**Problem description**
Once the line containing "like [158, 344]." is found in the entries below, reproduce it and every line after it, stopping at and including the line containing "Target: rocky ledge"; reproduce nothing else, and keep each line exact.
┄┄┄┄┄┄
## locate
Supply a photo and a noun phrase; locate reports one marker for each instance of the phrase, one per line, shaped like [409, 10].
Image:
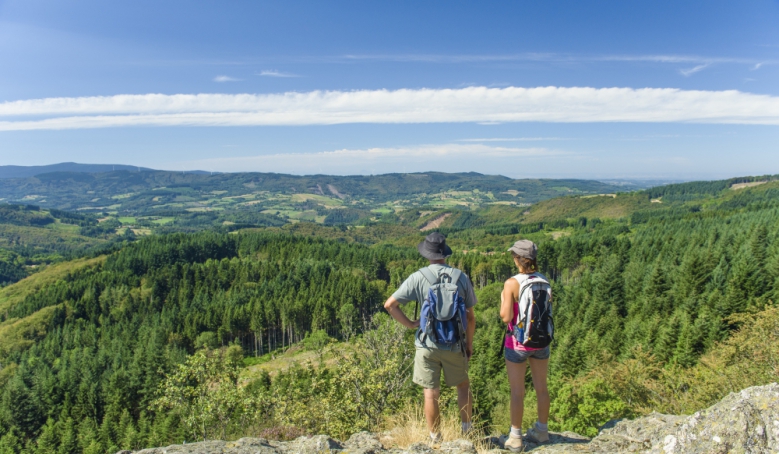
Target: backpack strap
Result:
[429, 275]
[455, 275]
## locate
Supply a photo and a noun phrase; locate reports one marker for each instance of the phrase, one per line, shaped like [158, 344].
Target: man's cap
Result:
[434, 247]
[525, 248]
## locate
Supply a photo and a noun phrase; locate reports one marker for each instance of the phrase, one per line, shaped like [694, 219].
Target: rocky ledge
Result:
[743, 422]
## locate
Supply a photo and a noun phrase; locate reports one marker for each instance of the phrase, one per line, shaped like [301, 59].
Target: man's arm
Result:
┄┄┄┄┄┄
**Answer**
Supply a photo and a noun phrase; locate reports one marker for each instance of the phrase, one per line, shaped like [158, 344].
Target: man's cap
Result:
[434, 247]
[525, 248]
## locate
Supply a photo and a noun phrase; locate reports one marker for each instance of the phrase, one per line, shaped like [694, 219].
Target: rocky ledge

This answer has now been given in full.